Exercise tasks »
(a) Decide whether each of the following statements agrees with the passage on aggregate demand, answering yes or no and quoting the words of the passage that settle it: (i) Aggregate demand is described as fundamentally a monetary concept. (ii) Rajan is identified as a former chief economist of the World Bank. (iii) Rajan made his remarks to an audience in London.
(b) Carry on the passage on aggregate demand, beginning after its final sentence.

Selected passage »

=======

Aggregate demand is fundamentally a monetary concept, linked to each country’s monetary unit. Only in a few cases, such as the eurozone, does it make sense to talk about aggregate demand as a regional concept. Indeed in the eurozone, aggregate demand is only useful as a regional aggregate; it makes little sense to talk about “AD in Germany” or “AD in Greece.”
Many economists are confused about AD, and treat it as a real concept. Thus Keynesians often point to slow real GDP growth in places like Britain as evidence that “demand” is inadequate. But that’s reasoning from a quantity change. If the aggregate supply curve shifts to the left, then real GDP will fall. But obviously that’s not a decline in “aggregate demand.”
Here’s a Reuters article discussing the views of Raghuram Rajan:
“The current non-system in international monetary policy is, in my view, a source of substantial risk, both to sustainable growth as well as to the financial sector,” Rajan told an audience of economists and investors in New York.
“I fear that in a world with weak aggregate demand, we may be engaged in a risky competition for a greater share of it,” he added. “We are thereby also creating financial sector risks for when unconventional policies end.”
. . .
Rajan, a former IMF chief economist, said that since “the spectre of deflation haunts central bankers,” it is no wonder that developed countries do not want to settle for low growth “even if that is indeed their economy’s potential.”
Still they should not ignore their responsibilities to developing economies, he said, adding the IMF should be the arbiter of whether accommodative policies are “in- or out-of-bounds.”

=======

Lines of data »
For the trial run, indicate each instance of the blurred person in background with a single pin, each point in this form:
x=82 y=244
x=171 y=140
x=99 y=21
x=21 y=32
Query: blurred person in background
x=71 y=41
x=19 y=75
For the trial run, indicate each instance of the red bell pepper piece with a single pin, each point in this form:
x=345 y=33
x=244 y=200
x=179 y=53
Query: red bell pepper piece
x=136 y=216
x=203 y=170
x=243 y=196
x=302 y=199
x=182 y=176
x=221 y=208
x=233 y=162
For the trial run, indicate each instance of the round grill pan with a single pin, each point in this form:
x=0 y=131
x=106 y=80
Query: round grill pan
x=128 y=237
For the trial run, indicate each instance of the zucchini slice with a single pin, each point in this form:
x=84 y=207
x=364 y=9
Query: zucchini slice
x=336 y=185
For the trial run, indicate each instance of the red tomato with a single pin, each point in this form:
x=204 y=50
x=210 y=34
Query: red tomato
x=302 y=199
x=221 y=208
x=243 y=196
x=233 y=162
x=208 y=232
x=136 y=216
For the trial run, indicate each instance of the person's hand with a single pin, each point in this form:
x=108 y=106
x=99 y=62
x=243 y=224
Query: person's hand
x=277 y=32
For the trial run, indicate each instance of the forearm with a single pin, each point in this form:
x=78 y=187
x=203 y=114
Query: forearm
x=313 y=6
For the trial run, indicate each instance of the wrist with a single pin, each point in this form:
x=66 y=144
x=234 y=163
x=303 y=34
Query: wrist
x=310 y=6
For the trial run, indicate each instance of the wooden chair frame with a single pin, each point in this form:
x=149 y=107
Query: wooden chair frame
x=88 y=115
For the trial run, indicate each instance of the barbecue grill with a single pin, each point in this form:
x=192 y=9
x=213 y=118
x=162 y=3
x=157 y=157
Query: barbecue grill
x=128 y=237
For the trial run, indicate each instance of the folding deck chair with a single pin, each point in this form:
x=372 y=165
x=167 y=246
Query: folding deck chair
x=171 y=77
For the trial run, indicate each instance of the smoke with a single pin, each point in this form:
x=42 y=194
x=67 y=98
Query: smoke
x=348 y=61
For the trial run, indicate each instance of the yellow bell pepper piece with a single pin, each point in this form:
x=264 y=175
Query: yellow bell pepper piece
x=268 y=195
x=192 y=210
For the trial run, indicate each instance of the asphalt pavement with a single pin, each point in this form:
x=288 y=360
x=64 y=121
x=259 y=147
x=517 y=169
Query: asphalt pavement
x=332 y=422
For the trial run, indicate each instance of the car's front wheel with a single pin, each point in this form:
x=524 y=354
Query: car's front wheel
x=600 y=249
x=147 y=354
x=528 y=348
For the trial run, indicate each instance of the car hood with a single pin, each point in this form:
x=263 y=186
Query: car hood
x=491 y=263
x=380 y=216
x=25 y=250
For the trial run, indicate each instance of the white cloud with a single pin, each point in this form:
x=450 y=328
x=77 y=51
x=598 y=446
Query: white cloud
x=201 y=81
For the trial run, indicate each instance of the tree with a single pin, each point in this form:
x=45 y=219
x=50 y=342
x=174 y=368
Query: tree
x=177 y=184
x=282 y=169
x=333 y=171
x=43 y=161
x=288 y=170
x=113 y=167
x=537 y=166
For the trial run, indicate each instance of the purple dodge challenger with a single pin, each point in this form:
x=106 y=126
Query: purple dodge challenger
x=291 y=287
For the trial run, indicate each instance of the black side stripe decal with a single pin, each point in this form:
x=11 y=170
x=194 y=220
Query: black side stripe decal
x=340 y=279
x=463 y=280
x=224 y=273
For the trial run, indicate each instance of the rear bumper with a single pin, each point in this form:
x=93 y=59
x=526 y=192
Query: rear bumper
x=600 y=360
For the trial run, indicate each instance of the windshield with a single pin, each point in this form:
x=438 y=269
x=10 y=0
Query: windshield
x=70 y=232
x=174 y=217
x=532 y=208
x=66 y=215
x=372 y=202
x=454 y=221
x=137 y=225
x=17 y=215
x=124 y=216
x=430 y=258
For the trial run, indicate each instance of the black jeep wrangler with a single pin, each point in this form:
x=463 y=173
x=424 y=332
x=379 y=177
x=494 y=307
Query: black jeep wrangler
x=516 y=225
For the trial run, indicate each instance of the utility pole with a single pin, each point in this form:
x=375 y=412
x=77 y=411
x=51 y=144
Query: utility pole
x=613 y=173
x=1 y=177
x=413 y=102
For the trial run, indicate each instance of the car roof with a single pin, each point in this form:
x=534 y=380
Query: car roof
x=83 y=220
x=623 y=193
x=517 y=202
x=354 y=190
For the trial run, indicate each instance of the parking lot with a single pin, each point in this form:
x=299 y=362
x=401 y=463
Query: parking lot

=======

Exercise answers »
(a)
(i) Yes: "Aggregate demand is fundamentally a monetary concept, linked to each country’s monetary unit."
(ii) No: "Rajan, a former IMF chief economist"
(iii) No: "Rajan told an audience of economists and investors in New York."

(b)
Rajan seems to imply there is such a thing as global AD, that it’s a pie that countries can take a larger piece of by engaging in beggar-thy-neighbor policies, such as monetary stimulus. This is almost entirely wrong. There is no such thing as global AD, and monetary stimulus either enlarges global output (it’s not a zero sum game) or has no effect, and merely results in domestic inflation, with no change in the real exchange rate. Either way, monetary expansion in country X is never going to steal jobs from country Y. And when those economies are artificially depressed by a combination of low NGDP and sticky wages, then the rest of the world benefits from monetary stimulus that boosts output closer to the natural rate. It’s a win-win policy, not a beggar-thy-neighbor policy.
But once again, I can’t emphasize enough that there is no such thing as global AD. If you read that phrase in the linked article and thought it meant something, then you need to go back to your old college EC102 textbook. Do you see that price level variable on the vertical axis of the AS/AD diagram? There’s also no global price level, or global inflation rate. There is no such thing as global aggregate demand.
READER COMMENTS
Matt Moore
May 21 2015 at 10:39am
Hey Scott – I have a PhD in Econ, but I avoided macro as extensively as I could throughout my studies (for some good reasons and some bad ones).
Is there a single graduate textbook you could recommend that would illuminate these monetary issues? (inflation, exchange rates, interest rates, monetary policy).
Cheers,
Nick Rowe
May 21 2015 at 10:42am
Dunno Scott. Suppose the prices of both apples and bananas doubles, in both dollars and euros. (2 goods, 2 monies, 4 prices, 1 world). Then we could say the world price level has exactly doubled too. Sure there’s an index number problem, but there always is. So we could put world price level on the vertical axis, world RGDP on the horizontal, and draw a world AD curve.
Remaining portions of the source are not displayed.